Problem details
Update the vaccine effectiveness passage below from "For estimating VE" to "in each parameter set.", changing "simulations" to "model runs".

··· Provided passage ···

For estimating VE against severe disease, VP was 90% the week after vaccination and waned to zero after 48 months.31,32,34,37 IP against severe disease started at 95% protection the week after infection and waned to zero after 96 months33 (Figure S18). For people with a SARS-CoV-2 infection, the probability of severe disease was
$$\:\text{P}\text{r}\left({S}_{j,k}|{I}_{j,k}=1\right)=\frac{\left(1-{{\psi\:}^{s}}_{j,k-1}\right)}{\left(1-{\psi\:}_{j,k-1}\right)},$$
where \(\:{S}_{j,k}\) is a severe disease event for person \(\:j\) in week \(\:k\), and \(\:{{\psi\:}^{s}}_{j,k-1}\) is the protection against severe disease for person \(\:j\) in week \(\:k\). All people with severe disease were included in the TND with perfect detection.
A total of 1000 simulations were run for each parameter set. Each of the 200 populations was utilized five times in each parameter set.
Statistical methods
Exposures analyzed were vaccination at any time during the analytic period, vaccination in the previous 2 months, vaccination in the previous 3 months, vaccination in the previous 4 months, vaccination in the previous 5 months, vaccination in the previous 6 months, the number of doses (unvaccinated as the reference group, 2-dose, 3-dose, 4-dose, or 5-dose), and the time since vaccination (unvaccinated as the reference group, 0–2 months, 3–4 months, 5–11 months, and 12 or more months).

··· Dataset content ···

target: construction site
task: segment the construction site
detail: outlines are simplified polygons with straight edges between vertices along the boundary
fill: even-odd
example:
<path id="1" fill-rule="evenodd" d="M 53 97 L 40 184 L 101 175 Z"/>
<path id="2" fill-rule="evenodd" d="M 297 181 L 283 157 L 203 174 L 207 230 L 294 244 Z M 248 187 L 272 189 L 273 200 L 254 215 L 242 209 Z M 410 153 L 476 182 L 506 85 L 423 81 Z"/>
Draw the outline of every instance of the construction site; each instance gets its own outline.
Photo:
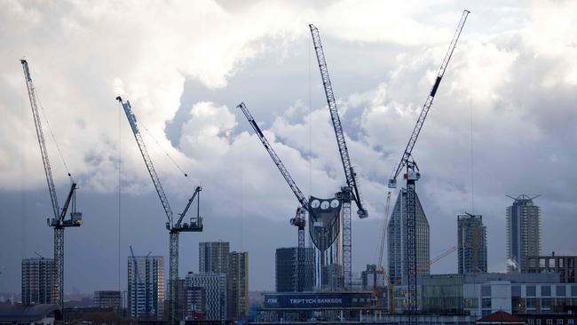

···

Your response
For estimating VE against severe disease, VP was 90% the week after vaccination and waned to zero after 48 months.31,32,34,37 IP against severe disease started at 95% protection the week after infection and waned to zero after 96 months33 (Figure S18). For people with a SARS-CoV-2 infection, the probability of severe disease was
$$\:\text{P}\text{r}\left({S}_{j,k}|{I}_{j,k}=1\right)=\frac{\left(1-{{\psi\:}^{s}}_{j,k-1}\right)}{\left(1-{\psi\:}_{j,k-1}\right)},$$
where \(\:{S}_{j,k}\) is a severe disease event for person \(\:j\) in week \(\:k\), and \(\:{{\psi\:}^{s}}_{j,k-1}\) is the protection against severe disease for person \(\:j\) in week \(\:k\). All people with severe disease were included in the TND with perfect detection.
A total of 1000 model runs were run for each parameter set. Each of the 200 populations was utilized five times in each parameter set.